MATERIAL:
◆ ◆ ◆ ◆ ◆

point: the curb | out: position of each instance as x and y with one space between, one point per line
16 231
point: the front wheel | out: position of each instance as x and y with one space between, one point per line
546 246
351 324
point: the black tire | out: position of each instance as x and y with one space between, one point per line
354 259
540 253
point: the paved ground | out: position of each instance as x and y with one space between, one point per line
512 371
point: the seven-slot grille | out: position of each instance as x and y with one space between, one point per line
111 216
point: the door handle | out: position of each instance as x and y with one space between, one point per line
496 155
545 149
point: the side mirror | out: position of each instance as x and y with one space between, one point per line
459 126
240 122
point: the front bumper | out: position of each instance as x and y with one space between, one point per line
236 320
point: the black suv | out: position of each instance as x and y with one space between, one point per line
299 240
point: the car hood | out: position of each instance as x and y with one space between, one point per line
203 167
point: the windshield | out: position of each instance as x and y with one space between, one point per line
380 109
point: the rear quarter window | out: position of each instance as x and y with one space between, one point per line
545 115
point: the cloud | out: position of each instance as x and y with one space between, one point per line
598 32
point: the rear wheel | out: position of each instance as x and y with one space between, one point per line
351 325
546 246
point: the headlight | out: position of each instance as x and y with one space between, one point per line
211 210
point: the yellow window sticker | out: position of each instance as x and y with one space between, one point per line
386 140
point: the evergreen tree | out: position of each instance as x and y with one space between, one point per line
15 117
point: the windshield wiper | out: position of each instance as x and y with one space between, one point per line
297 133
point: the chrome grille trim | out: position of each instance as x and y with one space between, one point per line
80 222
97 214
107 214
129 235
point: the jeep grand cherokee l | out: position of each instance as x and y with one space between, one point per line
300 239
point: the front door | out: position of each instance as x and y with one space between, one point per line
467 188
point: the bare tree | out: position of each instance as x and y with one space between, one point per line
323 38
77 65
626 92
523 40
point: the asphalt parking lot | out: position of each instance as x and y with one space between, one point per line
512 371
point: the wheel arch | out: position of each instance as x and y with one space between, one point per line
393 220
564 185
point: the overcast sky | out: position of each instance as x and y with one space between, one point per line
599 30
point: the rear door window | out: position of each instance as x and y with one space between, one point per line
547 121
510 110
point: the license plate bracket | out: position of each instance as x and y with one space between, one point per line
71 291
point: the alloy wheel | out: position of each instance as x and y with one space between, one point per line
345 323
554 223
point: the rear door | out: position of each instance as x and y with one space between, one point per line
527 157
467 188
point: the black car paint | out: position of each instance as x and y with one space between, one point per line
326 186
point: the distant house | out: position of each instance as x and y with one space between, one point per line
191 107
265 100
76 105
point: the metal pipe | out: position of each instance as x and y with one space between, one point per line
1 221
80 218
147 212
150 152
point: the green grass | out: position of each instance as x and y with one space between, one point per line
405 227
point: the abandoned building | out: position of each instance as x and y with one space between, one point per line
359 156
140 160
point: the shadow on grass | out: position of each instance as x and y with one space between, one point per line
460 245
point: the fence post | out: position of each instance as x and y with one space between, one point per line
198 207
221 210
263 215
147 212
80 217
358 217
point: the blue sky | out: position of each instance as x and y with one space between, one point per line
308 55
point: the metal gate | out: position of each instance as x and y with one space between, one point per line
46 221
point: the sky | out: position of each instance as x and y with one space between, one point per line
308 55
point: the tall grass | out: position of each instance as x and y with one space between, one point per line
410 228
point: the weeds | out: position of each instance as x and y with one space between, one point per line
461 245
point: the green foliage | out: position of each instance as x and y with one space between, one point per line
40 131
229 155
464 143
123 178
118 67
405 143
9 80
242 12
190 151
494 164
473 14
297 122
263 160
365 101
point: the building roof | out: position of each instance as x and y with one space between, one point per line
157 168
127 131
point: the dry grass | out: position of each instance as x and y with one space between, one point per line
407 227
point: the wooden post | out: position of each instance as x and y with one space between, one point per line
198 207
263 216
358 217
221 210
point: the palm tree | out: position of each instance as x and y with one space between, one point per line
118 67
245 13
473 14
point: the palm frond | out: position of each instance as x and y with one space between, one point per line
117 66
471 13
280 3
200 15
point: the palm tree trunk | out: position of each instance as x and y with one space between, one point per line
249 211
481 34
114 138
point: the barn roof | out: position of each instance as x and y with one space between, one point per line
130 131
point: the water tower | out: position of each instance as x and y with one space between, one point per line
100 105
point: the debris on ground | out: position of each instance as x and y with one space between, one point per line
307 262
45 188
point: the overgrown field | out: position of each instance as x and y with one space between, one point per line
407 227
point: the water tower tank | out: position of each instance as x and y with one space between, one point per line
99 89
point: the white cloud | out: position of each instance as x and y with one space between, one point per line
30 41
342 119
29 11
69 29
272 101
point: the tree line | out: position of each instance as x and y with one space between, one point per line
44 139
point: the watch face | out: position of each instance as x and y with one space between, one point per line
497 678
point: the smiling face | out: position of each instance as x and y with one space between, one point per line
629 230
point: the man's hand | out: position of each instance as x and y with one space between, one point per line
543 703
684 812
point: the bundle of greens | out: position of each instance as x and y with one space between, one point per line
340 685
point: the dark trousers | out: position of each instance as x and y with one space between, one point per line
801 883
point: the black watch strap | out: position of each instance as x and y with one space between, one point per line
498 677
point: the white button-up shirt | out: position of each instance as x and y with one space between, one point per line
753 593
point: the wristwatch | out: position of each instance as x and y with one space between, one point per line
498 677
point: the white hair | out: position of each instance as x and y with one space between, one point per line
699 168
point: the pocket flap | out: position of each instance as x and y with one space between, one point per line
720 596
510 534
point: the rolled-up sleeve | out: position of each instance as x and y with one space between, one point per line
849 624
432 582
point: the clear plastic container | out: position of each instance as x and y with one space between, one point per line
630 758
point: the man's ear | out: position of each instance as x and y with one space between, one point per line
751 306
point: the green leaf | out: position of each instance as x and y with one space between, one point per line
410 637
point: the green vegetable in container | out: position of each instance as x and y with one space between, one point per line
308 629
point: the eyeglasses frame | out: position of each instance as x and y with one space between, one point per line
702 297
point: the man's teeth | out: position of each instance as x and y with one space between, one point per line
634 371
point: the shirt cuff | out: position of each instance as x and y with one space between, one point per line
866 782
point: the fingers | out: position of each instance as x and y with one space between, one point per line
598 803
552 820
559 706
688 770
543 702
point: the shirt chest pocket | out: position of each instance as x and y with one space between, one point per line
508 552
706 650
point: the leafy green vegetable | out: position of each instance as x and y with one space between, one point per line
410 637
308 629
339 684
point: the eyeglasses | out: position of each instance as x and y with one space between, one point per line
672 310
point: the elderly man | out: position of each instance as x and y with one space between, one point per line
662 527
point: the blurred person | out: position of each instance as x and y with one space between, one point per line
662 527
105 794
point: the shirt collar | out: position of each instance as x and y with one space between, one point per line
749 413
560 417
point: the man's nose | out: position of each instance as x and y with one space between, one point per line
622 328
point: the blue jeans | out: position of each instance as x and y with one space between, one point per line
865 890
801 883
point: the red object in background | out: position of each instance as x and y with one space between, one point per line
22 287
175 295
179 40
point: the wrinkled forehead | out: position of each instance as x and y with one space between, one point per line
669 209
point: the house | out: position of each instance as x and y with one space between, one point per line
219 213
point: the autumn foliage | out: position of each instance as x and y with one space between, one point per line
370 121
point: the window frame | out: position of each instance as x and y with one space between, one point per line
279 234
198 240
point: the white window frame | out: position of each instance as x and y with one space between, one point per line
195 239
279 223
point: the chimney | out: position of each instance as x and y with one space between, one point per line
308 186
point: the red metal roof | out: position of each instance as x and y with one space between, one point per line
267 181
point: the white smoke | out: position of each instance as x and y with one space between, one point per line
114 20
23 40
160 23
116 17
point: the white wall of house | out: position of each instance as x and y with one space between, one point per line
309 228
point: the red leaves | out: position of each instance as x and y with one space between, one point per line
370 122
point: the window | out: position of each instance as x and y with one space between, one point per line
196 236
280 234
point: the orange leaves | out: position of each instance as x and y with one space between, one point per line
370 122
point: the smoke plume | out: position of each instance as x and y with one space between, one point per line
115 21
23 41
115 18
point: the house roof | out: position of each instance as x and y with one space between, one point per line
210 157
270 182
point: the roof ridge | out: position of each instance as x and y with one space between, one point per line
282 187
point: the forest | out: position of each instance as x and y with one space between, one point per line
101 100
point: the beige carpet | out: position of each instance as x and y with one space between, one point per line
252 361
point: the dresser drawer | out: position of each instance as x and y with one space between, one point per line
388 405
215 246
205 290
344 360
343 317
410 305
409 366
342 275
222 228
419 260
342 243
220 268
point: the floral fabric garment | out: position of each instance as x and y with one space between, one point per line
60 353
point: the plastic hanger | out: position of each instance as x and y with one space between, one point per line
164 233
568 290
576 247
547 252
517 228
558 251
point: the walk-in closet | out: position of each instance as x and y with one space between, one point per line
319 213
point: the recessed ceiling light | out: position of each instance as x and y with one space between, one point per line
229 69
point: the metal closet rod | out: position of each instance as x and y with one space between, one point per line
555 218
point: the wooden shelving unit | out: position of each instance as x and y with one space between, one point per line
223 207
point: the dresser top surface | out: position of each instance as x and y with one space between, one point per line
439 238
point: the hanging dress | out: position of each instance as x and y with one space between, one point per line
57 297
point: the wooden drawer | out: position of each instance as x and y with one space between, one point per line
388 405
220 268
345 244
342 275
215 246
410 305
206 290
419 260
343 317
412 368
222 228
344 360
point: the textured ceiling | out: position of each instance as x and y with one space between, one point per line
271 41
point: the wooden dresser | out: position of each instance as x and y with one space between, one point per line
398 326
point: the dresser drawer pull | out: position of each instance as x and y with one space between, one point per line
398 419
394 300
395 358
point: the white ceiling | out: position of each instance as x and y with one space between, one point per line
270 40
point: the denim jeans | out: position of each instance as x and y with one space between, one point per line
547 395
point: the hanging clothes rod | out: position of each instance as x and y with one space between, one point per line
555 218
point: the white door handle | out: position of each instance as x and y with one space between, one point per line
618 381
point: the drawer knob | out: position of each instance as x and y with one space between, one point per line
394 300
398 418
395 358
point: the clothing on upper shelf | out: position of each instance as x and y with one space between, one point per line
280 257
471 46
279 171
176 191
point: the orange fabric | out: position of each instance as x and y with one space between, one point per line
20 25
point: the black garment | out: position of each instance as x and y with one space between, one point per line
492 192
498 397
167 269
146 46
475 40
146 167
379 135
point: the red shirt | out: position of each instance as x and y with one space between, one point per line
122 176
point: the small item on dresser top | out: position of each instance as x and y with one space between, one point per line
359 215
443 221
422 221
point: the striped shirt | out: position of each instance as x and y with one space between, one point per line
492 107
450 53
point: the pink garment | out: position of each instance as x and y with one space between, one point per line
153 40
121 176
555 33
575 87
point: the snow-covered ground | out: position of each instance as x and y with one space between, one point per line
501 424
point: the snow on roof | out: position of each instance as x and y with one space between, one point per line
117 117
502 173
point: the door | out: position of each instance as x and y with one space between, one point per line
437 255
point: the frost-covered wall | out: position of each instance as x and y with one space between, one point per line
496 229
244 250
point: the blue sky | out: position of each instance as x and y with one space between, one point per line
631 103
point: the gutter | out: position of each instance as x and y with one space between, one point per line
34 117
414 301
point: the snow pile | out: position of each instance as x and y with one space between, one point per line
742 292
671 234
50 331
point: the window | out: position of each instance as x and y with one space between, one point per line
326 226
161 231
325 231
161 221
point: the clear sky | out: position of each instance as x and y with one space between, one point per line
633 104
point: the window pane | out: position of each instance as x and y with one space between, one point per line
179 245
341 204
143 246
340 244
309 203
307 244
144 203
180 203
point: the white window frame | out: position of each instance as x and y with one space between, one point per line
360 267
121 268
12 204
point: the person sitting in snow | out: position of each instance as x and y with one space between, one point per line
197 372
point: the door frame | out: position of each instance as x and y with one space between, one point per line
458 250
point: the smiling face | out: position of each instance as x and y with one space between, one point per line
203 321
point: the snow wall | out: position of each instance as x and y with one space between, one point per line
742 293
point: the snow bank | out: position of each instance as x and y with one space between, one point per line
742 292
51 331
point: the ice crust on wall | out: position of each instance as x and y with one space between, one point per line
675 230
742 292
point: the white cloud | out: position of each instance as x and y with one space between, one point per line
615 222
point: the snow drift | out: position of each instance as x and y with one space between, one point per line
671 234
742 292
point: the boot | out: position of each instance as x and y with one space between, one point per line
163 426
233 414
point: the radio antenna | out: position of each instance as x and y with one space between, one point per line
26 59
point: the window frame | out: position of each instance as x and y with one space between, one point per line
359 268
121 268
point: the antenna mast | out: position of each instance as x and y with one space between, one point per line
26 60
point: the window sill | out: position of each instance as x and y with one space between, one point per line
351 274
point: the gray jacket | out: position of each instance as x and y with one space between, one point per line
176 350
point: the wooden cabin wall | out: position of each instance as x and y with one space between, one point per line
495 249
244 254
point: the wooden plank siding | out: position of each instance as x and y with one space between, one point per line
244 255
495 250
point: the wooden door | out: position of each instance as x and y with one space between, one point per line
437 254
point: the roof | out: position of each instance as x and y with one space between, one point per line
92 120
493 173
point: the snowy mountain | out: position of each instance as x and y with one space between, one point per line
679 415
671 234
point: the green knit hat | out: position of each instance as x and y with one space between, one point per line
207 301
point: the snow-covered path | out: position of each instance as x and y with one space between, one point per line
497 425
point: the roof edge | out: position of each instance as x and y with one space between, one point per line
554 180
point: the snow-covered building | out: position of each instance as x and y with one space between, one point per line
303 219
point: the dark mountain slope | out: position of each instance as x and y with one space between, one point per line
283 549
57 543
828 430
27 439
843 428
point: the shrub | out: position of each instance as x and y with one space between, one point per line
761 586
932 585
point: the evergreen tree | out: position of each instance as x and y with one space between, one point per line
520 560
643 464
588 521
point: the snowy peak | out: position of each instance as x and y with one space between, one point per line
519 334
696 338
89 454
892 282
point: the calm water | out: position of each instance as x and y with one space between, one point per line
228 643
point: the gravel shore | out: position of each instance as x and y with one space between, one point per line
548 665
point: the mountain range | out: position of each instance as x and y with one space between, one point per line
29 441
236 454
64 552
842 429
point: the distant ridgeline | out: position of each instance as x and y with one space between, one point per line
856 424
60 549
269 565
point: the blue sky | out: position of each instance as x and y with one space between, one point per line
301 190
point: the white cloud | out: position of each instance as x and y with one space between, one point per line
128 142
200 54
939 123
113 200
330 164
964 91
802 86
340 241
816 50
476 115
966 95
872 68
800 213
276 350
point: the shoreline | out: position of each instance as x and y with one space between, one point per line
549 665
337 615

◆ ◆ ◆ ◆ ◆

OBJECTIVE: From the line holding "point: the shrub" down to the final line above, quote every line exactly and only those lines.

COMPLETE OUTPUT:
point: the shrub | out: position of each instance as x and y with one space between, one point per line
761 586
932 585
point: the evergreen tree | out: position of each instance as x and y with one space between, one point per line
520 560
643 464
588 521
point: the snowy peak | out: position of each instance as x and y with one space between, one point per line
519 334
696 338
89 454
892 282
point: the calm water | out: position of each instance as x and y with one space between, one point per line
228 643
point: the gravel shore | out: position of each instance as x and y with one space between, one point per line
548 665
point: the mountain range | out: position of each instance as x and y with one space between, one point per line
29 441
236 454
64 552
842 429
point: the distant ridgeline | out: position of each instance as x and y with one space between, one point per line
856 424
60 549
269 565
point: the blue sky | out: position of each instance as x and y with one space between, one point per line
301 190
point: the white cloud | out: position of each instance as x and y with one space between, one point per line
128 142
200 54
939 123
113 200
330 164
964 91
802 86
340 241
816 50
476 115
966 95
872 68
800 213
276 350
point: the shoreline | out: position of each instance as x and y with one space between, one point per line
549 665
337 615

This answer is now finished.